## START Selection
Saturday, November 28, 2015

Code Name Verity

Bibliographic Information
Title: Code Name Verity
Author: Elizabeth Wein
Type of Media: Audio CD
Publisher: Bolinda Audio
Copyright Date: April 1, 2014
ISBN: 978-1486213931
Genre: Historical Fiction
Curriculum Ties: World War II, Holocaust, Spies
Reading Level: Lexile 1020
Interest Age: 14+






Plot Summary
Verity is being transported by her best friend into occupied Germany when their plane crashes. She is arrested by the Gestapo who learn that she is an enemy spy. They then spend months trying to get all of the information possible extracted from her. She is starved and beaten, so close to death but determined to survive she begins to write this story giving you all of the information on who she is and about her relationship with the pilot. Will Verity survive this ordeal or after he full confession will she be executed anyway?

Critical Evaluation
This novel is a great telling of what it meant for someone to be a prisoner of war during the Nazi's reign. The narrator of this audiobook does a fantastic job with infliction and voices which adds to the realness of this historical fiction piece of work. With a Lexile score of 1020, the language in this novel is more difficult than some will be able to read and I found that the audiobook was not only fun but also helped with this limitation.
Wein does a great job masterminding the journey of two best friends who find themselves in an unbelievable situation, she paints a vision of strong women who lent their services to the Allied Forces during the war. With a secretive plot in mind you will enjoy the weaving of characters that Wein created.

Reader's Annotation
Get lost in a world of darkness as you read Verity's words of who she is and how she got to be a POW in WWII. Don't miss out on the narrator either, give the audio a try!
## END Selection
## START Material supplied
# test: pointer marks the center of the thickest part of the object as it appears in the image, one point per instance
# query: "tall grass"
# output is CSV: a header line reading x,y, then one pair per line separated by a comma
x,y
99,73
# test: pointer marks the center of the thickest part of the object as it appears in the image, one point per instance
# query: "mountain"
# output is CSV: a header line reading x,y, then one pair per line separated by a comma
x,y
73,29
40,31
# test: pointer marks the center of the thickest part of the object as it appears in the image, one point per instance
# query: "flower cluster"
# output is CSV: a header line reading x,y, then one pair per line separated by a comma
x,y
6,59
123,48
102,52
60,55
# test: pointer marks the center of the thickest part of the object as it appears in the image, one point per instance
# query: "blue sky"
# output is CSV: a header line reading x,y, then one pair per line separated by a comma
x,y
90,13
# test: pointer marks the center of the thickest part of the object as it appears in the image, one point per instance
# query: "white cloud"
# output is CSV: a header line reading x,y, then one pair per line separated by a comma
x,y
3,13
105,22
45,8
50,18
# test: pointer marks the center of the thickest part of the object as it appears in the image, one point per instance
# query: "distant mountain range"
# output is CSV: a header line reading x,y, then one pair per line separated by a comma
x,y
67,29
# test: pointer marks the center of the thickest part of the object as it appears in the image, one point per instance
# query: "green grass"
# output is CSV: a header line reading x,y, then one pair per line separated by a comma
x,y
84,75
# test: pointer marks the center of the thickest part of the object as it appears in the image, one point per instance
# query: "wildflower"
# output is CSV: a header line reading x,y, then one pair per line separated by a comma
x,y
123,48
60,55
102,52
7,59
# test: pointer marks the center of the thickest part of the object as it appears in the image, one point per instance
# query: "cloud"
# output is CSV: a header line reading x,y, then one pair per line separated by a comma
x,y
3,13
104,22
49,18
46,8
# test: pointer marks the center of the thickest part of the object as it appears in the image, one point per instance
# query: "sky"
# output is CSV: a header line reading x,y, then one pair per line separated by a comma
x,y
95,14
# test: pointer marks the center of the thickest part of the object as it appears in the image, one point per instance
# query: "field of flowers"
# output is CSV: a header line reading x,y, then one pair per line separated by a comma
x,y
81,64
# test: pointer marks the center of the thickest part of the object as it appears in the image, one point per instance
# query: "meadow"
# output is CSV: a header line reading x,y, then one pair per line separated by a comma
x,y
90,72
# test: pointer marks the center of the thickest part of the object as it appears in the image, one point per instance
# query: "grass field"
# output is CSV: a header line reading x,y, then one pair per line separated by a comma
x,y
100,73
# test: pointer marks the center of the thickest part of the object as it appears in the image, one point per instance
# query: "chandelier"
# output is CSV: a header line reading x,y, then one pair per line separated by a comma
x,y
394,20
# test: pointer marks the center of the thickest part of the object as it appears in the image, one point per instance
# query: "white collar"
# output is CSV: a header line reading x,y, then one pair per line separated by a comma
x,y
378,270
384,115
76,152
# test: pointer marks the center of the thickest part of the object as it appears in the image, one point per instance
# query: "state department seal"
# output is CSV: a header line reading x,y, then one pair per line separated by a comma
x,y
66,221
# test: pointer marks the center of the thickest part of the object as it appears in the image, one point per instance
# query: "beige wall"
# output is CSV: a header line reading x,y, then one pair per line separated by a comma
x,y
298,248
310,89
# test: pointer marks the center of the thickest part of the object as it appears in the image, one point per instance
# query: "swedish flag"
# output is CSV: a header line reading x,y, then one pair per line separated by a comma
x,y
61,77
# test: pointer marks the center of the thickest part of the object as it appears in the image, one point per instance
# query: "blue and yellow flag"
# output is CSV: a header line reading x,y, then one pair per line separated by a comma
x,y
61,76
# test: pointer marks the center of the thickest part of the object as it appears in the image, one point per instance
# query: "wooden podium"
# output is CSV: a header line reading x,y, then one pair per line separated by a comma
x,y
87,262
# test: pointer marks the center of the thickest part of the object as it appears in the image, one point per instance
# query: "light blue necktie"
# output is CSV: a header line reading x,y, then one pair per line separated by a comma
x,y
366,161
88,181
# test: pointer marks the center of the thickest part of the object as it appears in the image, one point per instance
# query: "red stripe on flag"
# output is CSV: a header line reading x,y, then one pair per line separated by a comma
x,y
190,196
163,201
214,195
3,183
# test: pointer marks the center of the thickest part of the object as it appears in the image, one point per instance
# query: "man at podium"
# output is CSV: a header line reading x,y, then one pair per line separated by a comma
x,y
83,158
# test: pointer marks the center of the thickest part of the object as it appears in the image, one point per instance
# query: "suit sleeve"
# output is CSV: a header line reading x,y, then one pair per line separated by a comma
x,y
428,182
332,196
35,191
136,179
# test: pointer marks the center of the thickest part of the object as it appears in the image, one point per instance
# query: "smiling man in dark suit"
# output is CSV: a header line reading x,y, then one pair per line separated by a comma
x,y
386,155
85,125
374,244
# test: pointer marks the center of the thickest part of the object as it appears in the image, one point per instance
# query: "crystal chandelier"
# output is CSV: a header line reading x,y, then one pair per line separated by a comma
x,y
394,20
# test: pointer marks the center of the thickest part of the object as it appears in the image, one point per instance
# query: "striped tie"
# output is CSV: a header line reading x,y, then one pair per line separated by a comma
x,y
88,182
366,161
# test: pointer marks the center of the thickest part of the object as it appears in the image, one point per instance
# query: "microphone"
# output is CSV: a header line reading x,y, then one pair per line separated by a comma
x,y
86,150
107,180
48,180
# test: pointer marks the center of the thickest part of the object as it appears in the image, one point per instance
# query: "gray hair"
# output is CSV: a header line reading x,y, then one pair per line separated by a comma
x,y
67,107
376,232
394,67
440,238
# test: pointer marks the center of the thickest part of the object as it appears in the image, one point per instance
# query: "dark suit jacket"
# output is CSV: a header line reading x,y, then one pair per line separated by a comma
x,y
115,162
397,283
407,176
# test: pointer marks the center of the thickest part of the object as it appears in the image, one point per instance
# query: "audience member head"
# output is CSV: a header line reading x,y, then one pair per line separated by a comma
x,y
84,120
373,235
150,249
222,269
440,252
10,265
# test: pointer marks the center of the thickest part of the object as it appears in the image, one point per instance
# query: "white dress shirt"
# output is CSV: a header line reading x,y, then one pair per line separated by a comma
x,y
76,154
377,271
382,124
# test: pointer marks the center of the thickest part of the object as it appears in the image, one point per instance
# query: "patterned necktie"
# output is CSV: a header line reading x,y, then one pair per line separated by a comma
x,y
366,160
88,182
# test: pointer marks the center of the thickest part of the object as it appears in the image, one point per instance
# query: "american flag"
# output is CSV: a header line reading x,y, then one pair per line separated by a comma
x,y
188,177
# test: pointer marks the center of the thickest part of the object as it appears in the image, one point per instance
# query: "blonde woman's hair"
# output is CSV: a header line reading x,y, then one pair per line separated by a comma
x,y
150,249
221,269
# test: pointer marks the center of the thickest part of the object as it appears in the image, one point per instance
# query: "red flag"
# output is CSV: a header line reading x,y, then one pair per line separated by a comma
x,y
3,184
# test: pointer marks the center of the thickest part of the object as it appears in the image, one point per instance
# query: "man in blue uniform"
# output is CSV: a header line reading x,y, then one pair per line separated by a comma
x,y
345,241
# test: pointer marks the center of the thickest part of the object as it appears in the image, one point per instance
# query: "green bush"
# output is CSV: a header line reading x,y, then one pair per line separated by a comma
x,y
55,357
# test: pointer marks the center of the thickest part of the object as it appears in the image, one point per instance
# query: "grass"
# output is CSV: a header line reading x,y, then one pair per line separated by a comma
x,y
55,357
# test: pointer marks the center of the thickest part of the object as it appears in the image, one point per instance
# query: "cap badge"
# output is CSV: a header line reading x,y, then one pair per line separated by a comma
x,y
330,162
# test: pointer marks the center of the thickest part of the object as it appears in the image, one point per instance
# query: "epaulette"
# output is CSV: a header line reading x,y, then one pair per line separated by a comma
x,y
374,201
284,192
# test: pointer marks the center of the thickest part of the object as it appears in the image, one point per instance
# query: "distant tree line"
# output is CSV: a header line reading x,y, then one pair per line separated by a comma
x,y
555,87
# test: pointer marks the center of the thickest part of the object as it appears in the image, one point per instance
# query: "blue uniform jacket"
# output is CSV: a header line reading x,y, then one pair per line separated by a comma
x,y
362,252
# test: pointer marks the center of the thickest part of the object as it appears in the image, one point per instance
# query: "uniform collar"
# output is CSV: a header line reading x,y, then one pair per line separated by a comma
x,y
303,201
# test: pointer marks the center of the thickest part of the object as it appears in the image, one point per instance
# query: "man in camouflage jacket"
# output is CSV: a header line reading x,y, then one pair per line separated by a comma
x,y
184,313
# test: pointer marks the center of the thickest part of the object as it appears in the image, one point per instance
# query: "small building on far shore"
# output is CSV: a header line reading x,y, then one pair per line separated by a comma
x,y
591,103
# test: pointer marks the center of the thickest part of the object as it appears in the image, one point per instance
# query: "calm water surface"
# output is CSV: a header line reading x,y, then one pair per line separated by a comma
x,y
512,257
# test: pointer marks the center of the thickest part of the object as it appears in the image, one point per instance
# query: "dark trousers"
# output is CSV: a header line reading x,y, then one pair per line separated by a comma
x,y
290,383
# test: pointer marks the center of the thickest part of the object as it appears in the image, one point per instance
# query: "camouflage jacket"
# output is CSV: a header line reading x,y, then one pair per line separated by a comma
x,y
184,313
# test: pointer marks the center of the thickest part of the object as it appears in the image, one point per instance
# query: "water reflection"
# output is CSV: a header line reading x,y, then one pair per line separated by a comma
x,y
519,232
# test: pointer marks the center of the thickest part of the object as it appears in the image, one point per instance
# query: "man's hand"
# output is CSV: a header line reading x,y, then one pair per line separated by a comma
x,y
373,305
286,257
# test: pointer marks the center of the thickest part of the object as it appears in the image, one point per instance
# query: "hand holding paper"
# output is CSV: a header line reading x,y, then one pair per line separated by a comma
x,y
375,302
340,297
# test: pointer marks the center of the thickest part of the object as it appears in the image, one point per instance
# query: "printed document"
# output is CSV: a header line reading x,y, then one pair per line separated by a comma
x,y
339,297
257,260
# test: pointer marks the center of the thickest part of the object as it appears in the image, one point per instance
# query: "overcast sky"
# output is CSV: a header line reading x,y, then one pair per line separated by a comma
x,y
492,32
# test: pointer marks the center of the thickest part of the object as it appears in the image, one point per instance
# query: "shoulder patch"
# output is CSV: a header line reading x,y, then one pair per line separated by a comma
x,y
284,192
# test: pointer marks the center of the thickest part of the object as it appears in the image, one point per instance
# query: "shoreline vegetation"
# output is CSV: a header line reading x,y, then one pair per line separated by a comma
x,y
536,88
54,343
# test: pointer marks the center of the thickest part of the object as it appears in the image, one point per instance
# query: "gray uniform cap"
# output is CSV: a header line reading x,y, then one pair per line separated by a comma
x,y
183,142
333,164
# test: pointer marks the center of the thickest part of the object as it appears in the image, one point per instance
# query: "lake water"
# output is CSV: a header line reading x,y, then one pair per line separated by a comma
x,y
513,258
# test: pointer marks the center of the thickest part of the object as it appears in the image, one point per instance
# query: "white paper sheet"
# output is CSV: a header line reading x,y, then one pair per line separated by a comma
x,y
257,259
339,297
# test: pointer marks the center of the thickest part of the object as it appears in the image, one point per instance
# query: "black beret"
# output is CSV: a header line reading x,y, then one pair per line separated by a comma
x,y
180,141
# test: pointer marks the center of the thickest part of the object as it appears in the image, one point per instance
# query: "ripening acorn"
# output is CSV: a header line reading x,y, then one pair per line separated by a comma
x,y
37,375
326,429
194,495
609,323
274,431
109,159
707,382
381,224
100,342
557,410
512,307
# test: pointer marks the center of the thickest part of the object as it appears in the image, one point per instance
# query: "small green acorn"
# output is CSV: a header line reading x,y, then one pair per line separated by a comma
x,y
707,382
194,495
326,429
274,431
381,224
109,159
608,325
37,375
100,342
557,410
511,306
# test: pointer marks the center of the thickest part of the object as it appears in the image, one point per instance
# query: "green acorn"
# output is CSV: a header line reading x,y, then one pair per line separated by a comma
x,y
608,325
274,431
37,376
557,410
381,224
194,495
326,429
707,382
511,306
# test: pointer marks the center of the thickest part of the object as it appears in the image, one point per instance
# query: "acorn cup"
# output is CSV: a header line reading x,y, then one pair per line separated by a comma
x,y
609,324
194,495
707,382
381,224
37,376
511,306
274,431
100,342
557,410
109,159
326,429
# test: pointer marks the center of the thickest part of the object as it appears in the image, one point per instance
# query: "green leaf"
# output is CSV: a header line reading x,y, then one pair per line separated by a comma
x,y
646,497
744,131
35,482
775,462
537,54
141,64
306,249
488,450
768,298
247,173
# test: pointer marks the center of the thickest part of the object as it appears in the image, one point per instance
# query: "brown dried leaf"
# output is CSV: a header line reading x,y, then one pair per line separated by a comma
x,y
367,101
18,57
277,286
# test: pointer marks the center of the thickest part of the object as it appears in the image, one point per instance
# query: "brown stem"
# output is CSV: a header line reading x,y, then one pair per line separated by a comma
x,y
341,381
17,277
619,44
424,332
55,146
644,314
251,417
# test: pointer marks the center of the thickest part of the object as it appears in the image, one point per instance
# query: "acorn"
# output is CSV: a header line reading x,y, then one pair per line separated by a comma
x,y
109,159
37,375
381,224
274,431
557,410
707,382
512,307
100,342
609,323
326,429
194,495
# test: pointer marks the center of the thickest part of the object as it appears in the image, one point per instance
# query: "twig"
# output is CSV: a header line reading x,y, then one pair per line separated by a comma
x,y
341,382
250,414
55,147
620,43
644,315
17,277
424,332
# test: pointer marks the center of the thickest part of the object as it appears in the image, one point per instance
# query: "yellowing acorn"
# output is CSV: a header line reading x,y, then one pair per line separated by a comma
## END Material supplied
# Direction
Extract the passage of the Code Name Verity review between "Plot Summary" and "be executed anyway?", inclusive.

# Exercise result
Plot Summary
Verity is being transported by her best friend into occupied Germany when their plane crashes. She is arrested by the Gestapo who learn that she is an enemy spy. They then spend months trying to get all of the information possible extracted from her. She is starved and beaten, so close to death but determined to survive she begins to write this story giving you all of the information on who she is and about her relationship with the pilot. Will Verity survive this ordeal or after he full confession will she be executed anyway?